Exercise aim: Please gather every line from the rows below that contains the string "sand", and copy each one out.

>> start Given data

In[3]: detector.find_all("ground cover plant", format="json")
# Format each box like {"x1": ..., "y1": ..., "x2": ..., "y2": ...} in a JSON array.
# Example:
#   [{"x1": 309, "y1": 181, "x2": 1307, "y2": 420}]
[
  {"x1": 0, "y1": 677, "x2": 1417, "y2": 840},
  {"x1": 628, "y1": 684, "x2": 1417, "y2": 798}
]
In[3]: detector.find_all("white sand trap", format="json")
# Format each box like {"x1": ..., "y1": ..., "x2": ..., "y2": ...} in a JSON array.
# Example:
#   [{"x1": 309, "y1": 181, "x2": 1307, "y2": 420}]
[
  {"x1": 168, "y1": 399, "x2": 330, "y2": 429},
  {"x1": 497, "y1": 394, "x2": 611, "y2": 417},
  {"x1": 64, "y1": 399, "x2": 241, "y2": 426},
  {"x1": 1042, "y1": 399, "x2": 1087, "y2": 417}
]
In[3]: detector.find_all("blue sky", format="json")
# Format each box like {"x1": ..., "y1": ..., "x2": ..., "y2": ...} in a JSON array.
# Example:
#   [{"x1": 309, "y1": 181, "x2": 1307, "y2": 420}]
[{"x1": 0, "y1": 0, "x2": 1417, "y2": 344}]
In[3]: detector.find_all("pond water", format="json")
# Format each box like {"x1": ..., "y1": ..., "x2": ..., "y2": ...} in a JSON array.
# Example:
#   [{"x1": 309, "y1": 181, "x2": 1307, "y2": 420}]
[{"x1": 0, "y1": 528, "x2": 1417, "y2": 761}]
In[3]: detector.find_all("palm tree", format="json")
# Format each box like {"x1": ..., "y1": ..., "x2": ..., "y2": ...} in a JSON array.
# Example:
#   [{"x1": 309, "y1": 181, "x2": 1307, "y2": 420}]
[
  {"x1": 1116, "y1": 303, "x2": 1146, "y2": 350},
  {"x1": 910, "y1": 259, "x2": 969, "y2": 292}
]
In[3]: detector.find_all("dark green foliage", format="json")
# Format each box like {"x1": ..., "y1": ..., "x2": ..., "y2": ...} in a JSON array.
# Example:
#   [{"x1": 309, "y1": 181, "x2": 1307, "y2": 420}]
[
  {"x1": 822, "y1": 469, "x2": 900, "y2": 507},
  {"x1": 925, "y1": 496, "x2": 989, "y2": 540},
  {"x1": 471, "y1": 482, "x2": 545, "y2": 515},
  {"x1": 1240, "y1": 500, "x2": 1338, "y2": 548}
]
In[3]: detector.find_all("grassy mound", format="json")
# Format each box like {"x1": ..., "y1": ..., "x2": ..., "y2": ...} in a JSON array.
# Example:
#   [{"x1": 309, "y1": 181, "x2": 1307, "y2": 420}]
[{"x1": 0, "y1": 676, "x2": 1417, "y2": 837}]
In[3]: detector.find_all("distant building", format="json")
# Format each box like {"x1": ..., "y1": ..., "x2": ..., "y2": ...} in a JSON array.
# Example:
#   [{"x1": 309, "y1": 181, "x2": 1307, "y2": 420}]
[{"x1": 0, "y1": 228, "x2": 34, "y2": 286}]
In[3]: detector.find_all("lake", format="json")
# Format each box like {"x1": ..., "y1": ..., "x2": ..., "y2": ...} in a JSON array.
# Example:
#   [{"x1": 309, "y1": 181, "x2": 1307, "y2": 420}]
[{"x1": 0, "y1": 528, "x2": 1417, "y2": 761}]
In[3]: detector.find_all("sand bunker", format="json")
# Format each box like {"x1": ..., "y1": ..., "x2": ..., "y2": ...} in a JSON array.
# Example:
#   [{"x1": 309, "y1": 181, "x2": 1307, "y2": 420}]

>> end Given data

Response to this exercise:
In[3]: detector.find_all("white sand trap", format="json")
In[3]: detector.find_all("sand bunker", format="json")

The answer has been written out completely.